| Cutting Edge
Programs That Deserve Your Support
November/December 1999 -
By Pilanthropy
Magazine
The National Jobs Partnership
- Churches and businesses working together
Chris Mangum, the white executive vice
president of C.C. Mangum (a Raleigh, North Carolina construction
company), needed workers to fill vacant positions; Donald
McCoy, a black pastor in Raleigh, had congregants who needed
work. Thus was born the Jobs Partnership of Raleigh, begun
in 1996 as an unlikely partnership. Since then it has achieved
great success, both in preparing people to achieve self-sufficiency
through employment, and in enabling local businesses to
fill vacancies with hard-working, reliable personnel.
The partnership unites churches (of many different denominations,
serving both black and white parishioners) and businesses
(from trucking companies and realtors to florists and hair
stylists). The two sorts of institutions form a true partnership:
the businesses have jobs to be filled, and the churches
train their members to enable them to fill them.
The program prepares workers using a twelve-week training
course developed by the churches and a local community college.

_Material shown_:
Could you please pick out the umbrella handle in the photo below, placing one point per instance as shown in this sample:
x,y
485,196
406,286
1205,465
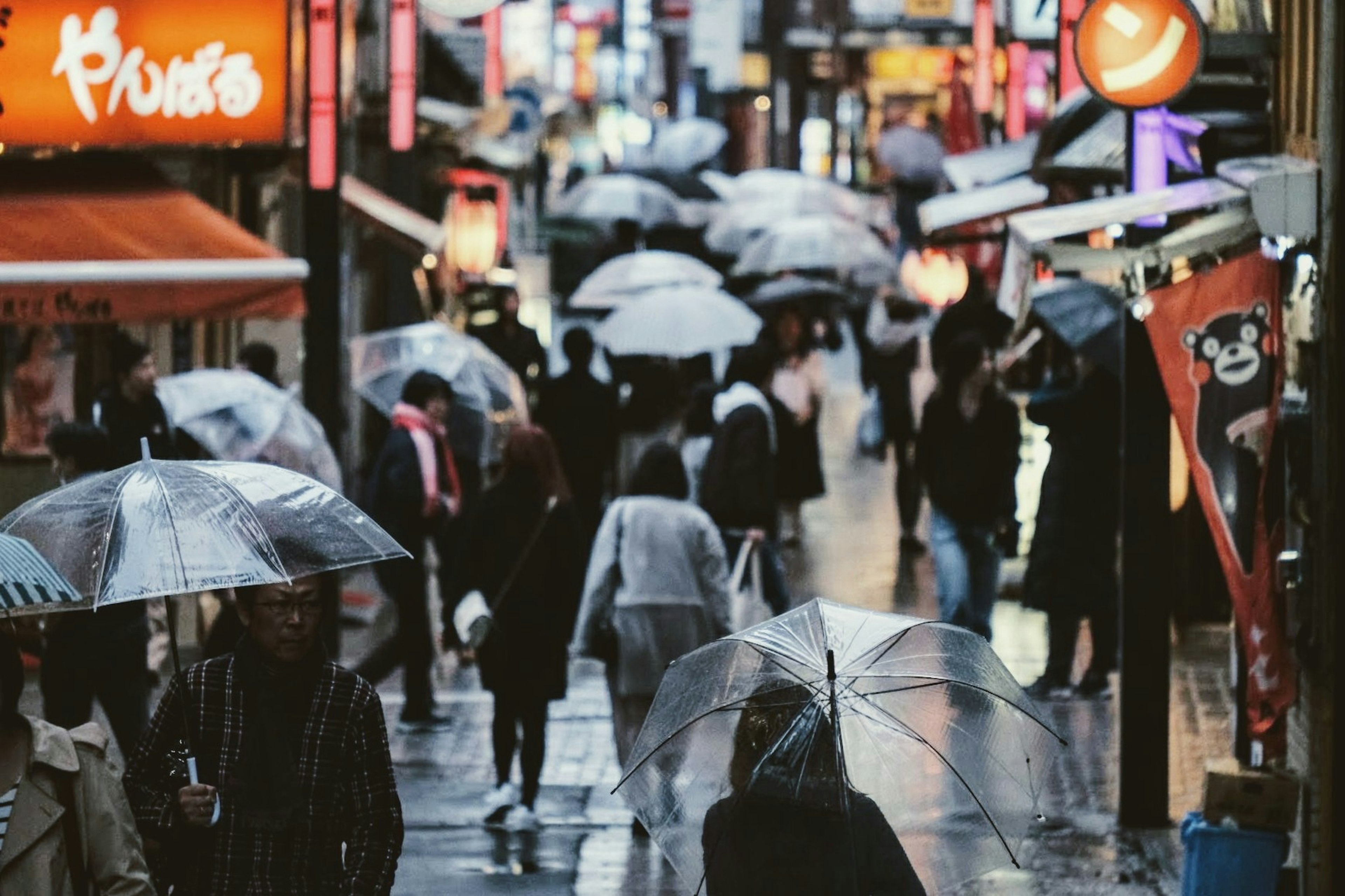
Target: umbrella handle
x,y
195,779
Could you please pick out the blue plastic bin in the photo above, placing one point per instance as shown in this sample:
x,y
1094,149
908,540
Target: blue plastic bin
x,y
1222,862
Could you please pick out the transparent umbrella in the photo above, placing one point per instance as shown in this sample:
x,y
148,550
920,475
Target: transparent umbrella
x,y
608,198
815,243
488,391
634,273
236,415
678,322
841,751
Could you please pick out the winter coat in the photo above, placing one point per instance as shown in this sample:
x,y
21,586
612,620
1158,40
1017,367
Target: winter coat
x,y
739,481
34,859
661,575
969,467
130,422
528,653
1072,565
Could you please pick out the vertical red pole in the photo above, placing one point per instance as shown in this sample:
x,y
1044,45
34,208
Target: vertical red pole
x,y
1067,69
322,95
491,23
1016,102
401,62
984,46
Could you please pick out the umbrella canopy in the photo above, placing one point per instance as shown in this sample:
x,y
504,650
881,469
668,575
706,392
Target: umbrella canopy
x,y
685,145
803,290
160,528
608,198
678,322
627,276
809,754
236,415
1086,315
29,584
818,243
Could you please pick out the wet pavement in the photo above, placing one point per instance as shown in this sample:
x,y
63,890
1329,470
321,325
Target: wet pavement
x,y
849,554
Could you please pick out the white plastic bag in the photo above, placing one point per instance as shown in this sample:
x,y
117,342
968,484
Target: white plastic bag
x,y
871,436
747,606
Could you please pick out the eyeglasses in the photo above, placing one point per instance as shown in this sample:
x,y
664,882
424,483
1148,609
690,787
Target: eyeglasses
x,y
287,609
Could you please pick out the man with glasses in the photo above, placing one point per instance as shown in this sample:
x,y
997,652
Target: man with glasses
x,y
296,790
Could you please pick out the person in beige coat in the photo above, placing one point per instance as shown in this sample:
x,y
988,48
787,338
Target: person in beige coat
x,y
45,773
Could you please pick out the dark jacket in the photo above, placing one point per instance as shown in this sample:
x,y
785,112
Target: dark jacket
x,y
969,467
739,481
397,494
528,653
128,422
1072,564
758,847
580,414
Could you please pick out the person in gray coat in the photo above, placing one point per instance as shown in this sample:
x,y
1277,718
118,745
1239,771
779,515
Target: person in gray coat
x,y
661,578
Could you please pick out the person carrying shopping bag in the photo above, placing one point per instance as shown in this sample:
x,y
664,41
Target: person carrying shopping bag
x,y
65,822
658,586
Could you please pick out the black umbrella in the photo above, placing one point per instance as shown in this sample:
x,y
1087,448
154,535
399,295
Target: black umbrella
x,y
1086,315
797,290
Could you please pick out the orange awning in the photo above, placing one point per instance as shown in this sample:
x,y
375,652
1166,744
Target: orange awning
x,y
96,240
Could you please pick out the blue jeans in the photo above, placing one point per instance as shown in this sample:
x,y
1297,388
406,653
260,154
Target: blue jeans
x,y
966,564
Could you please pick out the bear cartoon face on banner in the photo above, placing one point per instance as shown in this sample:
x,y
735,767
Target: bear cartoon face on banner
x,y
1235,373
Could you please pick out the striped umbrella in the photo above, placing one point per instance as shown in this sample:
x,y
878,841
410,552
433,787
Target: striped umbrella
x,y
29,584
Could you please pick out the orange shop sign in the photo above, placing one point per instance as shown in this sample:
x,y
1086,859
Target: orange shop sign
x,y
134,73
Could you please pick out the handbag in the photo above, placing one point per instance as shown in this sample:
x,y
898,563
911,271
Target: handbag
x,y
871,436
474,618
747,605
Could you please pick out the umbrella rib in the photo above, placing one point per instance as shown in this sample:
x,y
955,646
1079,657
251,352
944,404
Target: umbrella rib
x,y
722,708
933,681
950,767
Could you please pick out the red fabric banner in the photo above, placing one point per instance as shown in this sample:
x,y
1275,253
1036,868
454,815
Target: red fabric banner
x,y
1219,349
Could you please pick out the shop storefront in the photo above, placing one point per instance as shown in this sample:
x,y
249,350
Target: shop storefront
x,y
111,126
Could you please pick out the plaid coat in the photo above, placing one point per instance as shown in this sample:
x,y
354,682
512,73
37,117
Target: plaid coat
x,y
346,778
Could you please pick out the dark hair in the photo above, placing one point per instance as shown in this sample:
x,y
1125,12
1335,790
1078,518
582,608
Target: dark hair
x,y
261,358
81,443
578,346
423,385
964,356
661,474
700,414
751,365
127,352
11,677
530,451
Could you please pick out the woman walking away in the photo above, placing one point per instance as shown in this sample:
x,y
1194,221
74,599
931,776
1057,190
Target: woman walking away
x,y
65,822
525,555
798,384
658,580
967,457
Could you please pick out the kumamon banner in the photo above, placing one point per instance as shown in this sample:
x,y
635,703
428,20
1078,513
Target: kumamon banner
x,y
1219,349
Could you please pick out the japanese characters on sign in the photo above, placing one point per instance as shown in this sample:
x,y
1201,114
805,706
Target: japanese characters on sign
x,y
112,73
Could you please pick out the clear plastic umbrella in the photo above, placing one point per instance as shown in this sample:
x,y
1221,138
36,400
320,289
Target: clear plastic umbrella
x,y
490,396
678,322
817,243
236,415
685,145
608,198
160,528
634,273
29,584
825,749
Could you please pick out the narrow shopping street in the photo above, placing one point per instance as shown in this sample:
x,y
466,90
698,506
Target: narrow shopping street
x,y
849,555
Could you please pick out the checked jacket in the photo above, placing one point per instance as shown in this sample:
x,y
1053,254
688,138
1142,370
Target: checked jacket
x,y
346,776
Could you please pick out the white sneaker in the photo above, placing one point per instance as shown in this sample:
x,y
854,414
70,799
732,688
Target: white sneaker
x,y
521,819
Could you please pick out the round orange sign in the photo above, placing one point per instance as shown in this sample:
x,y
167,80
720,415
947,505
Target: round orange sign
x,y
1140,53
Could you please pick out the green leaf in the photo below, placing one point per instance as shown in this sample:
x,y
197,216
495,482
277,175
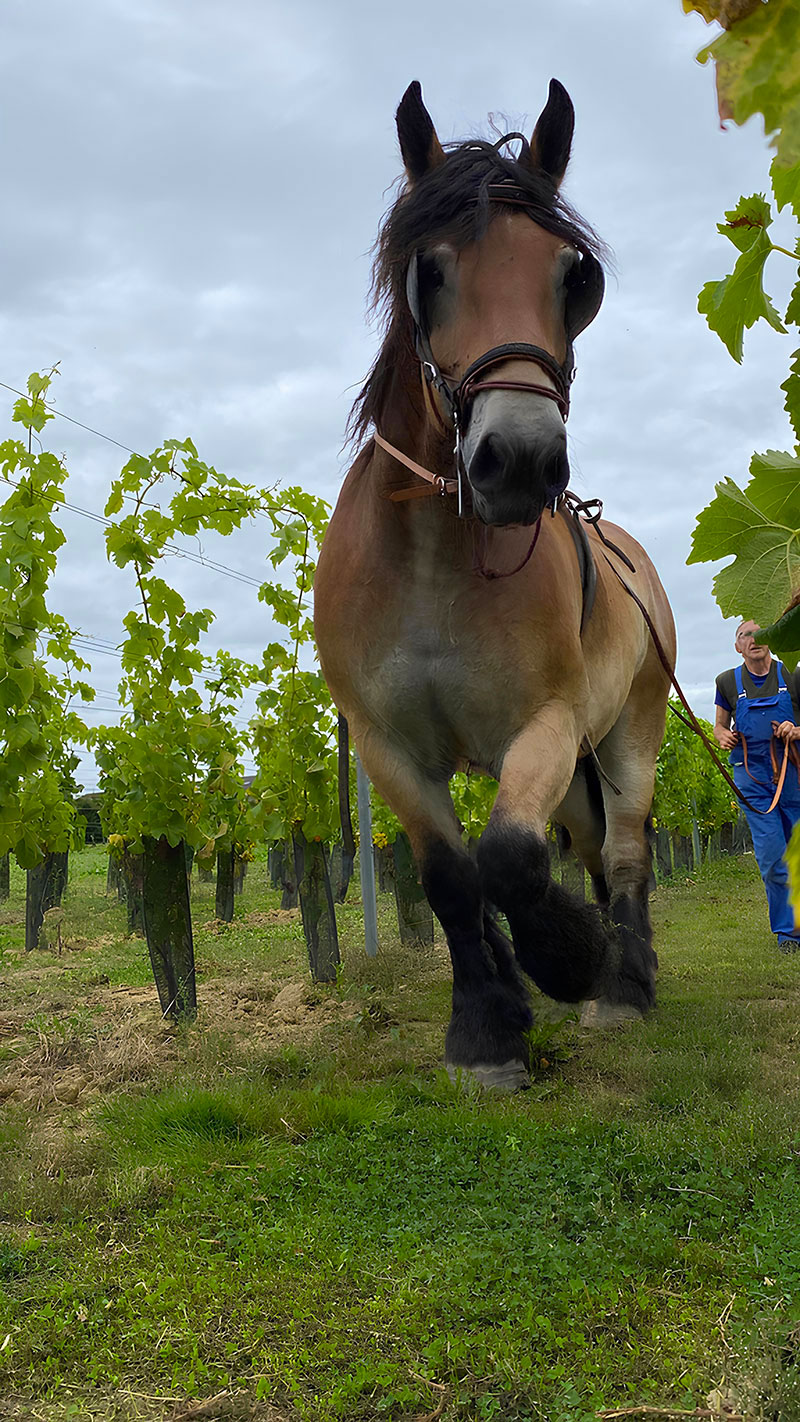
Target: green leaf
x,y
745,221
758,71
760,526
792,390
786,185
783,637
725,524
739,300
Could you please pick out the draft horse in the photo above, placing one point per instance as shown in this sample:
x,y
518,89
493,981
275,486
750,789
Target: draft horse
x,y
453,624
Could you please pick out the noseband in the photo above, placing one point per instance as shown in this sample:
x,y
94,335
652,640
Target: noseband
x,y
458,397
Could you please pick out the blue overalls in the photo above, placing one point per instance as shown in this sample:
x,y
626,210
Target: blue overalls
x,y
770,834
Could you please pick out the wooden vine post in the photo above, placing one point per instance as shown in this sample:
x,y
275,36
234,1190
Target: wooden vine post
x,y
171,770
39,822
294,738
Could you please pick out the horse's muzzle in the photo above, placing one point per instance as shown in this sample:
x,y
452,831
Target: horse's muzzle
x,y
513,479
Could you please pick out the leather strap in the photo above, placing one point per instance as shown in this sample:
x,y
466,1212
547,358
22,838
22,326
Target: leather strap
x,y
694,721
435,484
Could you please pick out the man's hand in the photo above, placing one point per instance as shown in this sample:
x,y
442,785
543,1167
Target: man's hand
x,y
787,731
729,738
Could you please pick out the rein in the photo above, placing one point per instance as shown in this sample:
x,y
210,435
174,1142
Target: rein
x,y
691,718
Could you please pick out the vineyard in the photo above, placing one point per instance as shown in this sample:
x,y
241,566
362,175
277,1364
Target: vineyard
x,y
235,1178
287,1212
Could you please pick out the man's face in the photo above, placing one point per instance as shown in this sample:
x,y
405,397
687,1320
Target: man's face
x,y
746,642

_Written problem_:
Reproduce the Jobs Partnership article in full, word for word.

_Response for this exercise_:
| Cutting Edge
Programs That Deserve Your Support
November/December 1999 -
By Pilanthropy
Magazine
The National Jobs Partnership
- Churches and businesses working together
Chris Mangum, the white executive vice
president of C.C. Mangum (a Raleigh, North Carolina construction
company), needed workers to fill vacant positions; Donald
McCoy, a black pastor in Raleigh, had congregants who needed
work. Thus was born the Jobs Partnership of Raleigh, begun
in 1996 as an unlikely partnership. Since then it has achieved
great success, both in preparing people to achieve self-sufficiency
through employment, and in enabling local businesses to
fill vacancies with hard-working, reliable personnel.
The partnership unites churches (of many different denominations,
serving both black and white parishioners) and businesses
(from trucking companies and realtors to florists and hair
stylists). The two sorts of institutions form a true partnership:
the businesses have jobs to be filled, and the churches
train their members to enable them to fill them.
The program prepares workers using a twelve-week training
course developed by the churches and a local community college.